::: Records for the task :::
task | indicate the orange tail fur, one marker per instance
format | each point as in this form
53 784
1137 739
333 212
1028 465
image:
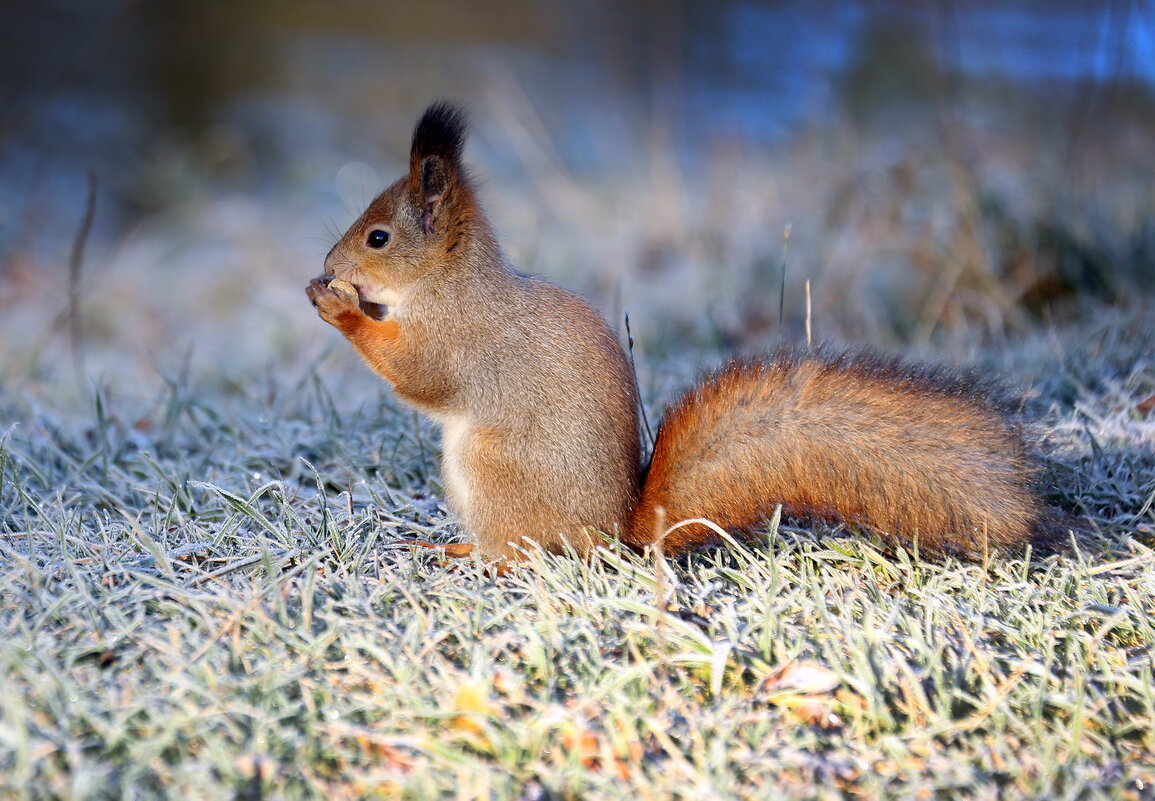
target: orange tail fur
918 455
:::
**Exercise details**
Please repeat every line of the material above exactly and without its pictures.

**Answer to this problem**
task | indicate the orange tail fur, one marker per instance
format | each point as in this form
53 784
1137 739
333 212
1028 465
image:
target: orange tail fur
918 455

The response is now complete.